SELECTED TEXT:
Dogs that are lightly buried on the ground will decompose much faster. They tend to be exposed to water and air, as well as decomposers. All these elements make decomposition faster. In contrast, if you have a dog that is placed in a coffin, the breakdown process may take longer.
How Long Does It Take for a Dead Dog to Start Smelling?
Smell is a primary concern if you decide to keep your dog inside your home. The fact is the body breaks down immediately after death. And that means foul odor will soon be noticeable. All the more if your home is warm on the inside. Not only will your house start to smell but you could invite pests that may spread diseases.
How Long Does It Take for a Dead Dog to Stop Smelling?
The stench of a dead carcass will linger if you don’t remove your dog from your house or if you allow it to decompose inside. The smell can last for several weeks or months, unless you get your dog outside and bury or cremate it.
What to Do With a Dead Dog at Home?
So what do you do with a dead dog at home if you have no choice but to keep it for a little longer? The solution is to properly store your dog. Given that warm temperatures can hasten decomposition, place your dog in a cool area.
How Do I Store My Dead Dog?
Storing your dog is necessary if you plant to delay the burial or cremation. The best way to do this – which many pet owners have done – is to place your dog in a freezer. When you do so, make sure you carefully wrap your pet and double-bag it.
For more information regarding this, check out our guide on how long you can keep your dead pet in the freezer.

SUPPLIED INFORMATION:
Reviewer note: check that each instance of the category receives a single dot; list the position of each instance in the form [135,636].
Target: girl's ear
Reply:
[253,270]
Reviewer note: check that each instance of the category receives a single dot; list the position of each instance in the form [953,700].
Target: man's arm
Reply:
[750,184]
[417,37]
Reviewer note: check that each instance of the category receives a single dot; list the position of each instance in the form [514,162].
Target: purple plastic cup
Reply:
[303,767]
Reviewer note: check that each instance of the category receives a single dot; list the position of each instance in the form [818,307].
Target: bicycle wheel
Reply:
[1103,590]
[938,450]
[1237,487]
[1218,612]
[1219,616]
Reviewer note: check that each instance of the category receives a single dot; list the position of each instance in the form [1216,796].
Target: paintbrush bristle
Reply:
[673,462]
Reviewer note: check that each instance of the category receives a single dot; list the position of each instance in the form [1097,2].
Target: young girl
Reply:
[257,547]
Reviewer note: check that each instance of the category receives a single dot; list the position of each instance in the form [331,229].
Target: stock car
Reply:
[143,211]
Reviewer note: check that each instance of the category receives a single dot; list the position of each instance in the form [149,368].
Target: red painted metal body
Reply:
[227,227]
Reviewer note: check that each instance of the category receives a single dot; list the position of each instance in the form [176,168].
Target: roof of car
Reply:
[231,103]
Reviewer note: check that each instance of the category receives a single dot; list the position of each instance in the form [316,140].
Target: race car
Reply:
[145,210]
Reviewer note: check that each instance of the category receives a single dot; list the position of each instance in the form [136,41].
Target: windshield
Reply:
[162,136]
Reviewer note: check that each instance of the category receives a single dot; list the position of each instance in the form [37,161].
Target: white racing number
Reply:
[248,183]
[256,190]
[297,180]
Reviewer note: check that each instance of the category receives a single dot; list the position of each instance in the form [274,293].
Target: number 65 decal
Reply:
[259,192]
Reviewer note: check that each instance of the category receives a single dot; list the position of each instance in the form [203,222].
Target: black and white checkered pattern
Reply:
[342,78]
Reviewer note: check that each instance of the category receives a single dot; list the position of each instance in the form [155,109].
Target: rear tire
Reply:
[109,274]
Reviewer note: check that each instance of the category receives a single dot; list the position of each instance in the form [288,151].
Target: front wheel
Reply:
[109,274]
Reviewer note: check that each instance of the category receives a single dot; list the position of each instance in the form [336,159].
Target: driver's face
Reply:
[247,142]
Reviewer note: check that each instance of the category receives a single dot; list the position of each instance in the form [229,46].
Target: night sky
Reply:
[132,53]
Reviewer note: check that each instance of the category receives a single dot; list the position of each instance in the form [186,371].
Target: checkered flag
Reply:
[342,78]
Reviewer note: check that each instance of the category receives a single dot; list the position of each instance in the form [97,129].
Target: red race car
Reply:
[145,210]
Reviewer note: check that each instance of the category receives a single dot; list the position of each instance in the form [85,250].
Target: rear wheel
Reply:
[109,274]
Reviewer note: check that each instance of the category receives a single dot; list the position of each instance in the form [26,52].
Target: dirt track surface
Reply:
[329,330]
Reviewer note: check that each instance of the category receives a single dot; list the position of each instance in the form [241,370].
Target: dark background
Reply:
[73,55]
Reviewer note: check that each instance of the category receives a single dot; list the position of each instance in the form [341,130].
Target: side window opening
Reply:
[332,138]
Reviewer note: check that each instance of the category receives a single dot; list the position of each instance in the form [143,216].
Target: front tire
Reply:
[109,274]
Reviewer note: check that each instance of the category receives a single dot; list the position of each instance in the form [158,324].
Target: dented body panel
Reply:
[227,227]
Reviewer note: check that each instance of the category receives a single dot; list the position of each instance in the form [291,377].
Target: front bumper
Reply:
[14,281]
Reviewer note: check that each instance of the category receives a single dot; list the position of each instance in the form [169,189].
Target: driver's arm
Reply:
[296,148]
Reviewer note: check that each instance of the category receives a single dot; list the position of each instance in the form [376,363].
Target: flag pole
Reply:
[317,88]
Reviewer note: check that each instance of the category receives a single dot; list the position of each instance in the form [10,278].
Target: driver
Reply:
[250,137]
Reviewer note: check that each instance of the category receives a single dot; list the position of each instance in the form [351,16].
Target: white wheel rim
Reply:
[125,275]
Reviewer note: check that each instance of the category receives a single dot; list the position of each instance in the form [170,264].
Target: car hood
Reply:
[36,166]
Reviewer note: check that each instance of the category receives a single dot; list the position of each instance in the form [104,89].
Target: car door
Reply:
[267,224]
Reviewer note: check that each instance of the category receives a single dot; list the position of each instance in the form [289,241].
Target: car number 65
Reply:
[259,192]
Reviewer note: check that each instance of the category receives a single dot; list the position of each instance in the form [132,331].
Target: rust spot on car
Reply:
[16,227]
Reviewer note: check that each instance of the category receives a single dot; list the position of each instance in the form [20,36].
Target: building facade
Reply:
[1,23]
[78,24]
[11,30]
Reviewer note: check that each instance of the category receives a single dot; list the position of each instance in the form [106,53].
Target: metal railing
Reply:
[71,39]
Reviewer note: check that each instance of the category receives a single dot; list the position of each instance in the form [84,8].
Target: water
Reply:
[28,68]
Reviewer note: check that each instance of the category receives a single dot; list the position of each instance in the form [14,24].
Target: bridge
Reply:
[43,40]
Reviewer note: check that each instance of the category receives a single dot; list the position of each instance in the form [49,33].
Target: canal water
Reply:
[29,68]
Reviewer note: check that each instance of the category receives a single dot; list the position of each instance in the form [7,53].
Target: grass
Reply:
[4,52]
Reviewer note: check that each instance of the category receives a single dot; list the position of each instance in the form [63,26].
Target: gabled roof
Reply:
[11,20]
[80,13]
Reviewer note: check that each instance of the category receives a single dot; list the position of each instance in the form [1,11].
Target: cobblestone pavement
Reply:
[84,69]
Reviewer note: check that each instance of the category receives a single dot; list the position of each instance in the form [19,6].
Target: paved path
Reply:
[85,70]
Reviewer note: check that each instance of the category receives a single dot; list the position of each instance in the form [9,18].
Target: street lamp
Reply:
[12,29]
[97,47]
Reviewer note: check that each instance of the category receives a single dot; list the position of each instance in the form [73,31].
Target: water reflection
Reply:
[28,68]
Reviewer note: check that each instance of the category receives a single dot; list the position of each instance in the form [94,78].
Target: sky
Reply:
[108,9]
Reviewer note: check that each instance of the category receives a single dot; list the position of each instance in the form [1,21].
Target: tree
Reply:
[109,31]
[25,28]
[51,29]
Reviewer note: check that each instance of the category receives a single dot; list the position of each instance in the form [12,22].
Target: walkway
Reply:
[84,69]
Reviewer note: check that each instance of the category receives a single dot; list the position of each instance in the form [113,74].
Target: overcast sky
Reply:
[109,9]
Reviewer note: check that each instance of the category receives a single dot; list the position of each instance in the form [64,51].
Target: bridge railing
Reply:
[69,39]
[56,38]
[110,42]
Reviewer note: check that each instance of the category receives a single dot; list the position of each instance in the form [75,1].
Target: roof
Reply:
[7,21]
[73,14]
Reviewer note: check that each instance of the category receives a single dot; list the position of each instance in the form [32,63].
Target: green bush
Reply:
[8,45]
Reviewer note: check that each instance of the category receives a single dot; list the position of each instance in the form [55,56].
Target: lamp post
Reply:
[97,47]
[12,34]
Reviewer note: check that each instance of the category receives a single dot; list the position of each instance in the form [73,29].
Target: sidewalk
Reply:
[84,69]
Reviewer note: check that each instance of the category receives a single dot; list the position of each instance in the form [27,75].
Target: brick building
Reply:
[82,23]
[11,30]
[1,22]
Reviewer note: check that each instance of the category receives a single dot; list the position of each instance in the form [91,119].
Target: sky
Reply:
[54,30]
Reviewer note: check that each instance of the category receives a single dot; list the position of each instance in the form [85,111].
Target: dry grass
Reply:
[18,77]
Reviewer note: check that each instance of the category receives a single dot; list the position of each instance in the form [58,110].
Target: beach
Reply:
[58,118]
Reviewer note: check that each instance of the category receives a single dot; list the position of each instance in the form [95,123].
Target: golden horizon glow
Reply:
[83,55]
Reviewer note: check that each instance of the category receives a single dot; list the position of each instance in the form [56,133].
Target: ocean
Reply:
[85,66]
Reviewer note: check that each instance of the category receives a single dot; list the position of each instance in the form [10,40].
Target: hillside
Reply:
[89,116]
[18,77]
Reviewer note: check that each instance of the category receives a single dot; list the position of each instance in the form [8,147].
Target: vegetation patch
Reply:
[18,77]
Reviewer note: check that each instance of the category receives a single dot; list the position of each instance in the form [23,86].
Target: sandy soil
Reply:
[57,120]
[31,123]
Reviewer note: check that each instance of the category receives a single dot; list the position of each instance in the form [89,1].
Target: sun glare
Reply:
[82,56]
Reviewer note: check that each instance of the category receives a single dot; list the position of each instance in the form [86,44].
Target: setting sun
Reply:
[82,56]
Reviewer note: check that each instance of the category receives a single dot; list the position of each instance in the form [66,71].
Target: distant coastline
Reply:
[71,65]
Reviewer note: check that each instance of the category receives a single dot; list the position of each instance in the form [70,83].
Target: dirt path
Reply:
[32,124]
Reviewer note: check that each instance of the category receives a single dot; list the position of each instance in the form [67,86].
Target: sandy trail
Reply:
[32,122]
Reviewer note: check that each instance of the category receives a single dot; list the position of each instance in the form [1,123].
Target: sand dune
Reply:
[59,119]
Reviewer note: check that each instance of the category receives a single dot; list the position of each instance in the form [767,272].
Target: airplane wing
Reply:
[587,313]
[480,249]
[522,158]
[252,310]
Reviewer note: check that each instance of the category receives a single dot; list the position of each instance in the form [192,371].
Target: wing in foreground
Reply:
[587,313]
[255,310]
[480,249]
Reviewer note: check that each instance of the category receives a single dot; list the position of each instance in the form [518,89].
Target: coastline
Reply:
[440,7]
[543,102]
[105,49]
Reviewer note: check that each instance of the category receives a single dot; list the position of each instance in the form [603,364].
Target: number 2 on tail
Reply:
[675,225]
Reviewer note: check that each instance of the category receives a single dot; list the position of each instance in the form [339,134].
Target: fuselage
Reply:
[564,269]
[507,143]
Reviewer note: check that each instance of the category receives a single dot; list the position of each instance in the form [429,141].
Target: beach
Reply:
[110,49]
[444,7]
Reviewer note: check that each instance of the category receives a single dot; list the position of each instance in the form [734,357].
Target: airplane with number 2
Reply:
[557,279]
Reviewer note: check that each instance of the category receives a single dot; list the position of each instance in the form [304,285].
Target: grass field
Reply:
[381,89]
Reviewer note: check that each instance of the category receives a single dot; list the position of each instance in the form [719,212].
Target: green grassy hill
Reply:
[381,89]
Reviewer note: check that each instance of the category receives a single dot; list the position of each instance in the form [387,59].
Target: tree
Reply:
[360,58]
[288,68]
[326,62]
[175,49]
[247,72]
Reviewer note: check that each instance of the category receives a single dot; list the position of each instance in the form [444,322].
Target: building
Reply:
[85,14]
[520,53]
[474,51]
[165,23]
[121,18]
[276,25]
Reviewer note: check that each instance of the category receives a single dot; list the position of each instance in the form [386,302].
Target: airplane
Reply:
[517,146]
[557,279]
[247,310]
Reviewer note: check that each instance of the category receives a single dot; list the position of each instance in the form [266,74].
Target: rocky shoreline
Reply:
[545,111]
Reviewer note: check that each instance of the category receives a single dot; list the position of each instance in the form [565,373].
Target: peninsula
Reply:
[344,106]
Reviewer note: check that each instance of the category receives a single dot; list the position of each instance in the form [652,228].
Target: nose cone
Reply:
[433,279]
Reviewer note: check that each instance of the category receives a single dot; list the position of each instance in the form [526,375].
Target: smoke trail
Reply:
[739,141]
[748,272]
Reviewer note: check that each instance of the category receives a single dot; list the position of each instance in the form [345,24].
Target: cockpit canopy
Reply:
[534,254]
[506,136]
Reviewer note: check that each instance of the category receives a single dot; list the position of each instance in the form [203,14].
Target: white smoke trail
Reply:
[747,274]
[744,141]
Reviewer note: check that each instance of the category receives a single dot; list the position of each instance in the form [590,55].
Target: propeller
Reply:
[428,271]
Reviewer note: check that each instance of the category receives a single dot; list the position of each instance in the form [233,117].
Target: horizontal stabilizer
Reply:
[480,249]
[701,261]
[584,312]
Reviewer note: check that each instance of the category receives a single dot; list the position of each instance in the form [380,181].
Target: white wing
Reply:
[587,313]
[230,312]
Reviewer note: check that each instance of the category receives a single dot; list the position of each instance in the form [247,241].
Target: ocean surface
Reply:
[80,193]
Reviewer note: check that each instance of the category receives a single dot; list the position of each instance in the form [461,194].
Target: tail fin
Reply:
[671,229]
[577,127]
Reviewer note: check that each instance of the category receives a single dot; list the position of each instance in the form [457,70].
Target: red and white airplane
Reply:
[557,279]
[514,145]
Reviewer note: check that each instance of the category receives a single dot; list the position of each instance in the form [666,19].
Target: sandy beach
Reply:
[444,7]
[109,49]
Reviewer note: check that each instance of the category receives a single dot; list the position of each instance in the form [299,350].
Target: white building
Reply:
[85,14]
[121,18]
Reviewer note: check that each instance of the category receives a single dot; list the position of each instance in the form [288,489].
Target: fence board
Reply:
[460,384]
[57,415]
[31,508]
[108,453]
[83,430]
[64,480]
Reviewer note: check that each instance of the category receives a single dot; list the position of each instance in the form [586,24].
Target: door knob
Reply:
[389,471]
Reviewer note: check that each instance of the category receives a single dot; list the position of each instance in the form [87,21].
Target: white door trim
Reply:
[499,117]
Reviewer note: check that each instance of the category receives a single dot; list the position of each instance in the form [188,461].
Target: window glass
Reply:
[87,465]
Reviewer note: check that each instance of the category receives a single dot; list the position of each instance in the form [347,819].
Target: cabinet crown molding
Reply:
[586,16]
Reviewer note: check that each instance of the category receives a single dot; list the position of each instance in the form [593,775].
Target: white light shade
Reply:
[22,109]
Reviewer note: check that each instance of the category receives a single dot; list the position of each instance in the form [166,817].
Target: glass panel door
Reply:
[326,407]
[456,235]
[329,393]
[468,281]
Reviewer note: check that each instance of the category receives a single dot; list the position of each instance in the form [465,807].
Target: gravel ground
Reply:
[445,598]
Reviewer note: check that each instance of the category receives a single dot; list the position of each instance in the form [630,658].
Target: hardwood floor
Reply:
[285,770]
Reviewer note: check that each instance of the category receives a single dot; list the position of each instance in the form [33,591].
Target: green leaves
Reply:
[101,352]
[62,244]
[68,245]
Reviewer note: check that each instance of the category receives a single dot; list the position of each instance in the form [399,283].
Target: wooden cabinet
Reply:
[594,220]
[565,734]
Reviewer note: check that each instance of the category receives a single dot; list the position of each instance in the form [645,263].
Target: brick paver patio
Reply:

WHAT THE TASK ASKS:
Write the next section of the text on handling a dead dog at home, picking up right after its last sentence.

OUTPUT OF THE EXERCISE:
How to Dispose of a Dead Dog?
Meanwhile, if you don’t intend to keep your dog at home, you still need to properly dispose of your deceased pet. This is not only for your safety and well-being but for others’ as well. You can dispose of a dead dog in the following ways:
- Burial – the most common method; if you want to bury your dog in your backyard, check with your regulations if this is allowed.
- Cremation – a more expensive yet convenient way to say goodbye. The good thing about cremation is you can keep your pet’s ashes.
- Dead animal removal services – this is an option for anyone who may have had a dead dog – most probably a stray one – die on their property
- Trash disposal – you may easily think this is a morbid choice, but it happens. We’ll discuss it a bit in detail below.
Can You Put a Dead Dog in the Garbage?
Trash disposal of a dead dog is easily not an option for a dog owner. After all, a pet dog is part of the family and always deserves something better. However, for some, putting a dead dog in the trash is the best option to remove an animal remains from the property.
But of course, this could be an option for someone who doesn’t own a dog. Maybe the dog was a stray that ended up on someone’s property, died and just had to be disposed of. Generally, a dog can be placed inside the trash but it’s ideal for small to medium-sized breeds.
If you have to get rid of a dead dog this way, don’t give the garbage collector a hard time. Double-bag the animal in a heavy-duty trash bag, like Hefty Strong, and place a label that says “dead dog.” But before you go this route, make sure to check with your local sanitation guidelines.
Nothing can prepare your emotions if your pet dog dies on you. However, you can be prepared with the knowledge on what to do in case that happens. You can keep your dead dog at home but only do this within 24 hours.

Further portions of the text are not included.